**What is required**
Each line from the one containing "If you could place a marker on the mountain" onward, through the end of the entries, is to be transcribed exactly; nothing else is to be included.

=== Extracted material ===

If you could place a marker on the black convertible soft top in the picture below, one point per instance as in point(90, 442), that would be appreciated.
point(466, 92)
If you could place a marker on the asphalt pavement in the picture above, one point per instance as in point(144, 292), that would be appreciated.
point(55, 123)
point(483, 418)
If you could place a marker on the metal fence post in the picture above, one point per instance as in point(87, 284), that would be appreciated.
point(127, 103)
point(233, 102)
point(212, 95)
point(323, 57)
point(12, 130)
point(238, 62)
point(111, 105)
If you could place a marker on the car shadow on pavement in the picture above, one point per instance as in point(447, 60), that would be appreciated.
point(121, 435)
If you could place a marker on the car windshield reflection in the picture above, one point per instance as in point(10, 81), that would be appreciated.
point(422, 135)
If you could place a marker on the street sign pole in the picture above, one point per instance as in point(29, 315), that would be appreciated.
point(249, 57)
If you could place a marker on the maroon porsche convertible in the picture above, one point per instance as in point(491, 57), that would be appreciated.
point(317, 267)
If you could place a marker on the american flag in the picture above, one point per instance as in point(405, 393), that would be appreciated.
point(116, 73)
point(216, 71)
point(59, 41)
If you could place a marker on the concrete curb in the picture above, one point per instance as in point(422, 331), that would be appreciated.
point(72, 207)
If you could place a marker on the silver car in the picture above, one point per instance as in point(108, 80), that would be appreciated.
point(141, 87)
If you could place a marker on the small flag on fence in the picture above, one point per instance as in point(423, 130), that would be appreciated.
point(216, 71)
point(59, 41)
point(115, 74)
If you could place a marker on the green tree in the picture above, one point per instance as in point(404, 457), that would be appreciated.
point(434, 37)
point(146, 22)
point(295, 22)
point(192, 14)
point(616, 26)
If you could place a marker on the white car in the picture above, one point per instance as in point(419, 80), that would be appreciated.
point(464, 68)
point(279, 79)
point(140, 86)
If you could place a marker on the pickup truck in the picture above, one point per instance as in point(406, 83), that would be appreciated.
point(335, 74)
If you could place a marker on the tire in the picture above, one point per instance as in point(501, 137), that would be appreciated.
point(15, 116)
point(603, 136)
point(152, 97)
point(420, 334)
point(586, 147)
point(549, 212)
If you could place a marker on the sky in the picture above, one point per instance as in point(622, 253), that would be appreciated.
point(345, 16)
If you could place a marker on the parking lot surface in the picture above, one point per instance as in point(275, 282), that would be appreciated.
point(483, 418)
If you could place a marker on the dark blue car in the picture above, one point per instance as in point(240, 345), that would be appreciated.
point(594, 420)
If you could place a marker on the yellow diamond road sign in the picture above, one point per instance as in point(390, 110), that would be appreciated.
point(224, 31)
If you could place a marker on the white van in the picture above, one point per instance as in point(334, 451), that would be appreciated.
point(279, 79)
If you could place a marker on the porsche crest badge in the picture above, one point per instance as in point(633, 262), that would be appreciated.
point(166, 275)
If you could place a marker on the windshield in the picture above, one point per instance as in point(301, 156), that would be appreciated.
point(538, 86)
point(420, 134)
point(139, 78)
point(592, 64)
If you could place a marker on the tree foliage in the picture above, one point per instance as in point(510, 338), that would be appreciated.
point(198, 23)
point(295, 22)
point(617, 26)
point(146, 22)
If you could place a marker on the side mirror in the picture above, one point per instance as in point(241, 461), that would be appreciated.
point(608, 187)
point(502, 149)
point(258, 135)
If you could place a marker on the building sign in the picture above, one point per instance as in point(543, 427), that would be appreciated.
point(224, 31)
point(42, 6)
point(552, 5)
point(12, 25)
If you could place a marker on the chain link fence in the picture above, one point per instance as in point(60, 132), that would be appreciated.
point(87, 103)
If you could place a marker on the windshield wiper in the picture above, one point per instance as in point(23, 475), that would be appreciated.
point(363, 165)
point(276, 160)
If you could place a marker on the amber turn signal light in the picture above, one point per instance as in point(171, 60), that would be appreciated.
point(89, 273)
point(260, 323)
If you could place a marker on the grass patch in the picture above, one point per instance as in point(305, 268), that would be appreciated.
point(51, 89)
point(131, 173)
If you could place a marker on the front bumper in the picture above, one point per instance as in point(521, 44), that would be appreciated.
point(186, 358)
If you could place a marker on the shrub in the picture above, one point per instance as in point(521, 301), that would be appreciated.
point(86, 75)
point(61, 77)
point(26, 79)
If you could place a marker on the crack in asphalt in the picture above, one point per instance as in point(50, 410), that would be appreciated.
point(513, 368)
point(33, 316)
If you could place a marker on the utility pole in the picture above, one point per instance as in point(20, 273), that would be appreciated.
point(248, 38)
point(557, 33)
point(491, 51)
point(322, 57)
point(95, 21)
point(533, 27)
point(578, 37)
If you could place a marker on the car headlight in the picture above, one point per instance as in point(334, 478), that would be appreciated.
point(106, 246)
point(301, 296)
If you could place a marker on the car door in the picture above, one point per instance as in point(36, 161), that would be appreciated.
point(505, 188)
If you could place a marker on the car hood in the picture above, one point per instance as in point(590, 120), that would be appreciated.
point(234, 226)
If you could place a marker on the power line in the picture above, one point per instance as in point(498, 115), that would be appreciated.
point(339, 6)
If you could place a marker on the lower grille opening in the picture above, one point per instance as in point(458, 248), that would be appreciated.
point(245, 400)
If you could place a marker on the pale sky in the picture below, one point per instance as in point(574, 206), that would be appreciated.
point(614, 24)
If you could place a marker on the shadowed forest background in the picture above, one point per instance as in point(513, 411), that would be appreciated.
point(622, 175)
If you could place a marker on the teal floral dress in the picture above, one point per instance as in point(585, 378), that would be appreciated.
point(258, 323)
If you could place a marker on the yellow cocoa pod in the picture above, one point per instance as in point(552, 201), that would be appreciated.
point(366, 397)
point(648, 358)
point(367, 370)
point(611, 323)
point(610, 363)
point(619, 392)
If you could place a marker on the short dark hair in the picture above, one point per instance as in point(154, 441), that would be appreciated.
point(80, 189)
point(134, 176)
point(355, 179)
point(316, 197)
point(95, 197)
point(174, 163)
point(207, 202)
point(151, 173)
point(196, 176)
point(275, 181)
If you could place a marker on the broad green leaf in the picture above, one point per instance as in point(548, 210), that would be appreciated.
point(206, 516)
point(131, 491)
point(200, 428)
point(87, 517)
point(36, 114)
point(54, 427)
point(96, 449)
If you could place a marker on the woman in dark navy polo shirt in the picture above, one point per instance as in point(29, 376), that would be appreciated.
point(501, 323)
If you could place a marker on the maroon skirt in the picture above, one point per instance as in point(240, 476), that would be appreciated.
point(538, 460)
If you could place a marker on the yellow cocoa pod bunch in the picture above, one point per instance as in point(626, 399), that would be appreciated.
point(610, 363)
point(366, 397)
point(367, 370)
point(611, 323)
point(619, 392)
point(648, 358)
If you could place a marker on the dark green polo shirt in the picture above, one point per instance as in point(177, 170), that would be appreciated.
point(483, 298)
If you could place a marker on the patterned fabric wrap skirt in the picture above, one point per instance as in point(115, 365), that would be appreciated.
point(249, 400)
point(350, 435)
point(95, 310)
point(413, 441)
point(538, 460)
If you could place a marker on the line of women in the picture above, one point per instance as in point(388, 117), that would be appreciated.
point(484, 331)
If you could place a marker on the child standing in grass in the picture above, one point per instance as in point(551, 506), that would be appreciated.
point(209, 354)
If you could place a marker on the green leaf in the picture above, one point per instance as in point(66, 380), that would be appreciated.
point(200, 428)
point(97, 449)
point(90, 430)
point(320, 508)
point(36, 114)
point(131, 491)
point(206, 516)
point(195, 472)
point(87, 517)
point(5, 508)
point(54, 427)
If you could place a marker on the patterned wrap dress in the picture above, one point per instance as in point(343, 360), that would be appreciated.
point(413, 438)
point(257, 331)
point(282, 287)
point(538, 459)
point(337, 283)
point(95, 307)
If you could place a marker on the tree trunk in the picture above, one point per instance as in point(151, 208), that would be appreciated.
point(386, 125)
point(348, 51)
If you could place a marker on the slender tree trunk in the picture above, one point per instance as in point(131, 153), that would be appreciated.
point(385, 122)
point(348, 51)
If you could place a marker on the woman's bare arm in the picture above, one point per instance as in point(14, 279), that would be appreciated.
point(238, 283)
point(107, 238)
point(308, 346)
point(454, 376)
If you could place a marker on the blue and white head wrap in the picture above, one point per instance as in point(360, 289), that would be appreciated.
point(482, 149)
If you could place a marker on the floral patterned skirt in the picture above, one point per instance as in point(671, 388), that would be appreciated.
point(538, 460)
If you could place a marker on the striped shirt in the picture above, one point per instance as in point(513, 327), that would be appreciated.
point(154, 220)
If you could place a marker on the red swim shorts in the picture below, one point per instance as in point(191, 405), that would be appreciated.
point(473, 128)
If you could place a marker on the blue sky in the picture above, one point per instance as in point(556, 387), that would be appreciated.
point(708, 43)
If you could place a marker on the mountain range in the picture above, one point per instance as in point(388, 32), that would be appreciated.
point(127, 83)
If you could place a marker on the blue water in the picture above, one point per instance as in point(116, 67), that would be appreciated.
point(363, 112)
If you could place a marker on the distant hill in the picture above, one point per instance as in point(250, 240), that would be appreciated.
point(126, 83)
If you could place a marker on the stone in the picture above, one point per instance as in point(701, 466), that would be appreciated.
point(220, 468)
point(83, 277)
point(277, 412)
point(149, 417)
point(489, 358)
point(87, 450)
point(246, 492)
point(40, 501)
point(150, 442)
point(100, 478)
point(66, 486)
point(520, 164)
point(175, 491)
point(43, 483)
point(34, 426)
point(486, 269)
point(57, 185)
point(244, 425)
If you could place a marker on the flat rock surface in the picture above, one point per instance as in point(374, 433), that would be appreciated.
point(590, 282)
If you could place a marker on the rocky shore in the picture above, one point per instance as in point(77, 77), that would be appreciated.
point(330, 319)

===

**Written solution**
If you could place a marker on the mountain range in the picture above, one point per instance as in point(388, 32), that would be appreciated.
point(127, 83)
If you could place a marker on the blue water in the picture above, one point per instance as in point(116, 67), that would be appreciated.
point(363, 112)
If you could place a marker on the distant hill in the picture above, one point per instance as in point(250, 240), that would be appreciated.
point(126, 83)
If you could place a marker on the stone in the picture above, one point per instance as in point(701, 466), that would be appreciated.
point(220, 468)
point(83, 277)
point(277, 412)
point(149, 417)
point(489, 358)
point(87, 450)
point(246, 492)
point(40, 501)
point(150, 442)
point(100, 478)
point(66, 486)
point(520, 164)
point(175, 491)
point(43, 483)
point(34, 426)
point(486, 269)
point(57, 185)
point(244, 425)
If you could place a marker on the flat rock surface in the picture above, one point per instance as in point(374, 433), that would be appreciated.
point(590, 282)
If you could place a marker on the rocky shore in the picture above, one point per instance as in point(77, 77), that would be appreciated.
point(330, 319)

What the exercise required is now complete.